### PROBLEM STATEMENT
Repeat the data verbatim.

== AVAILABLE DATA ==

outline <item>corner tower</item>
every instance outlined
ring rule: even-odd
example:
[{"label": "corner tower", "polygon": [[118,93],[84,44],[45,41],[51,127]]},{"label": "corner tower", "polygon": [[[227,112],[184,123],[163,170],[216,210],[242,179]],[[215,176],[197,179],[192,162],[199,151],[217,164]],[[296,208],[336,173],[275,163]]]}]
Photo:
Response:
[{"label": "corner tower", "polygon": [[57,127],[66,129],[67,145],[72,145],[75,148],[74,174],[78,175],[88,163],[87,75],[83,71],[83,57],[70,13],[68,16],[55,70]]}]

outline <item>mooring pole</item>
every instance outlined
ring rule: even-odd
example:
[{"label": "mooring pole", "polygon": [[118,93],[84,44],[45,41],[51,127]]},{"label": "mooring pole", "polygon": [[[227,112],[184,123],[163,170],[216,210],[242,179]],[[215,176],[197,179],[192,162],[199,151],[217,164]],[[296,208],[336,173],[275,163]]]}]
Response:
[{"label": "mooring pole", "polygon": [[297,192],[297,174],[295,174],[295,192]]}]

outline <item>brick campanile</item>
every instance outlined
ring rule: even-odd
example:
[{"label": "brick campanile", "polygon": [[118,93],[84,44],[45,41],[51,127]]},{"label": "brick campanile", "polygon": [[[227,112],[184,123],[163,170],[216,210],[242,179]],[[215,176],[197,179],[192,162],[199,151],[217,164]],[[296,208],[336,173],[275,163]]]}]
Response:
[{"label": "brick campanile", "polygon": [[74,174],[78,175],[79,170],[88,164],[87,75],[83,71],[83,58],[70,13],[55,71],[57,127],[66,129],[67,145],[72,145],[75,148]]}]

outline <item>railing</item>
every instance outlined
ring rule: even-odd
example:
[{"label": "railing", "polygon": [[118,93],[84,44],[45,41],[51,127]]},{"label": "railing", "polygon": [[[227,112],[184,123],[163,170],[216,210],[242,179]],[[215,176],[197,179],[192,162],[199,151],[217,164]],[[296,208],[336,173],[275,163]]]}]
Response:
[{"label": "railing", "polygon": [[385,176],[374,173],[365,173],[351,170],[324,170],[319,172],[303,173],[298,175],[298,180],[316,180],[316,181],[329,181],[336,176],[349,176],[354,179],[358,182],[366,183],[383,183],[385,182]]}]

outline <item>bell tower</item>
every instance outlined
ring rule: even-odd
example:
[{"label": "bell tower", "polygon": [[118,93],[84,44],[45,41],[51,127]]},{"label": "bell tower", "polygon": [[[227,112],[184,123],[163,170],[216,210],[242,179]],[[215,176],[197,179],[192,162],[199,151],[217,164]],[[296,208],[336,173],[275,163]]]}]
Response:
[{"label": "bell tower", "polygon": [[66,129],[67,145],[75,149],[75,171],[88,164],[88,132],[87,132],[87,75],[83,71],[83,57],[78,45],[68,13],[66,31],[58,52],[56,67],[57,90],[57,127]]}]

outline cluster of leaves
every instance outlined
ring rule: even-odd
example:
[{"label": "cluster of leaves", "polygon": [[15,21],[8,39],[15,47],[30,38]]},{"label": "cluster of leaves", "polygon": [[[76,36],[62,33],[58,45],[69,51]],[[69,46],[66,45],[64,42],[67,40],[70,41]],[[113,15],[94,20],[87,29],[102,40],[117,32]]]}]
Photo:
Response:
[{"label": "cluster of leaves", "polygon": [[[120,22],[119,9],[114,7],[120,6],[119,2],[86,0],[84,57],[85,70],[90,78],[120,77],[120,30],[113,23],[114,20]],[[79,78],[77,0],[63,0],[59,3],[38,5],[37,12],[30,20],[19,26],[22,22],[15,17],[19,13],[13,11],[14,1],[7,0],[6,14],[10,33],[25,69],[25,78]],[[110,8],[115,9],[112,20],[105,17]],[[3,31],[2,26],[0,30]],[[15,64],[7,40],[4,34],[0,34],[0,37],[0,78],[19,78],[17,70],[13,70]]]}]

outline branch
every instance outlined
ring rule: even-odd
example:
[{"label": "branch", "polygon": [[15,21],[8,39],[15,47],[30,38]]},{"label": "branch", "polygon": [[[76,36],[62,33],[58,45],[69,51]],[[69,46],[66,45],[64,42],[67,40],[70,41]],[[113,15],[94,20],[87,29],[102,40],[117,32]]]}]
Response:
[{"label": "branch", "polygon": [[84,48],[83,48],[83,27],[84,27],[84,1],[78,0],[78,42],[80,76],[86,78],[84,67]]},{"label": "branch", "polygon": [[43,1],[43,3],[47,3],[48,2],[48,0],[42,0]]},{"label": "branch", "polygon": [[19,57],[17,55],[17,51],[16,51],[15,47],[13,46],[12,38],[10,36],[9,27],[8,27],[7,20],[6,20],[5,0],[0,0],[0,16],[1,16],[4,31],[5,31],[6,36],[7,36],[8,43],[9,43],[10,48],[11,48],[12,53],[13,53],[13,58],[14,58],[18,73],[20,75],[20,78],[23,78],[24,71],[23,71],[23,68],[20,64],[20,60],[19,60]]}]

===

### THE REPLY
outline <item>corner tower</item>
every instance outlined
ring rule: even-odd
example:
[{"label": "corner tower", "polygon": [[118,93],[84,44],[45,41],[51,127]]},{"label": "corner tower", "polygon": [[[227,112],[184,123],[163,170],[216,210],[242,179]],[[215,176],[197,179],[192,162],[199,151],[217,164]],[[296,208],[336,173],[275,163]]]}]
Photo:
Response:
[{"label": "corner tower", "polygon": [[57,127],[66,129],[67,145],[72,145],[75,148],[74,174],[78,175],[88,163],[87,75],[83,71],[83,57],[70,13],[68,16],[55,70]]}]

outline <item>mooring pole</item>
every instance outlined
ring rule: even-odd
example:
[{"label": "mooring pole", "polygon": [[118,93],[84,44],[45,41],[51,127]]},{"label": "mooring pole", "polygon": [[[227,112],[184,123],[163,170],[216,210],[242,179]],[[215,176],[197,179],[192,162],[199,151],[217,164]],[[296,208],[336,173],[275,163]]]}]
Response:
[{"label": "mooring pole", "polygon": [[297,192],[297,174],[295,174],[295,192]]}]

outline <item>brick campanile</item>
every instance outlined
ring rule: even-odd
example:
[{"label": "brick campanile", "polygon": [[118,93],[84,44],[45,41],[51,127]]},{"label": "brick campanile", "polygon": [[[227,112],[184,123],[163,170],[216,210],[242,179]],[[215,176],[197,179],[192,162],[199,151],[217,164]],[[296,208],[336,173],[275,163]]]}]
Response:
[{"label": "brick campanile", "polygon": [[74,174],[78,175],[79,170],[88,164],[87,75],[83,71],[83,58],[70,13],[55,71],[57,127],[66,129],[67,145],[72,145],[75,148]]}]

outline <item>railing</item>
every instance outlined
ring rule: even-odd
example:
[{"label": "railing", "polygon": [[118,93],[84,44],[45,41],[51,127]]},{"label": "railing", "polygon": [[[227,112],[184,123],[163,170],[216,210],[242,179]],[[215,176],[197,179],[192,162],[199,151],[217,164]],[[296,208],[336,173],[275,163]]]}]
Response:
[{"label": "railing", "polygon": [[385,176],[374,173],[365,173],[351,170],[324,170],[319,172],[303,173],[298,175],[298,180],[316,180],[316,181],[329,181],[336,176],[349,176],[354,179],[358,182],[366,183],[383,183],[385,182]]}]

outline <item>bell tower</item>
every instance outlined
ring rule: even-odd
example:
[{"label": "bell tower", "polygon": [[118,93],[84,44],[45,41],[51,127]]},{"label": "bell tower", "polygon": [[[227,112],[184,123],[163,170],[216,210],[242,179]],[[215,176],[197,179],[192,162],[199,151],[217,164]],[[296,208],[336,173],[275,163]]]}]
Response:
[{"label": "bell tower", "polygon": [[66,129],[67,145],[75,149],[75,171],[88,164],[88,132],[87,132],[87,75],[83,71],[83,57],[78,45],[68,13],[66,31],[58,52],[56,67],[57,90],[57,127]]}]

outline cluster of leaves
every instance outlined
ring rule: even-odd
example:
[{"label": "cluster of leaves", "polygon": [[15,21],[8,39],[15,47],[30,38]]},{"label": "cluster of leaves", "polygon": [[[76,36],[62,33],[58,45],[69,51]],[[69,46],[66,45],[64,42],[67,40],[70,41]],[[113,15],[94,20],[87,29],[102,40],[117,32]]]}]
Photo:
Response:
[{"label": "cluster of leaves", "polygon": [[[120,22],[119,9],[114,7],[120,6],[119,2],[86,0],[84,57],[85,70],[90,78],[120,77],[120,30],[113,23],[114,20]],[[79,78],[77,0],[63,0],[59,3],[38,5],[37,12],[30,20],[19,26],[22,22],[15,17],[19,13],[13,11],[14,1],[7,0],[6,14],[10,33],[25,69],[25,78]],[[110,8],[115,9],[112,20],[105,17]],[[3,31],[2,26],[0,30]],[[15,64],[7,40],[4,34],[0,34],[0,37],[0,78],[19,78],[17,70],[13,70]]]}]

outline branch
every instance outlined
ring rule: even-odd
example:
[{"label": "branch", "polygon": [[15,21],[8,39],[15,47],[30,38]]},{"label": "branch", "polygon": [[[76,36],[62,33],[58,45],[69,51]],[[69,46],[66,45],[64,42],[67,40],[70,41]],[[113,15],[94,20],[87,29],[102,40],[117,32]]]}]
Response:
[{"label": "branch", "polygon": [[84,48],[83,48],[83,27],[84,27],[84,1],[78,0],[78,42],[80,76],[86,78],[84,67]]},{"label": "branch", "polygon": [[43,1],[43,3],[47,3],[48,2],[48,0],[42,0]]},{"label": "branch", "polygon": [[19,57],[17,55],[17,51],[16,51],[15,47],[13,46],[12,38],[10,36],[9,27],[8,27],[7,20],[6,20],[5,0],[0,0],[0,16],[1,16],[4,31],[5,31],[6,36],[7,36],[8,43],[9,43],[10,48],[11,48],[12,53],[13,53],[13,58],[14,58],[18,73],[20,75],[20,78],[23,78],[24,71],[23,71],[23,68],[20,64],[20,60],[19,60]]}]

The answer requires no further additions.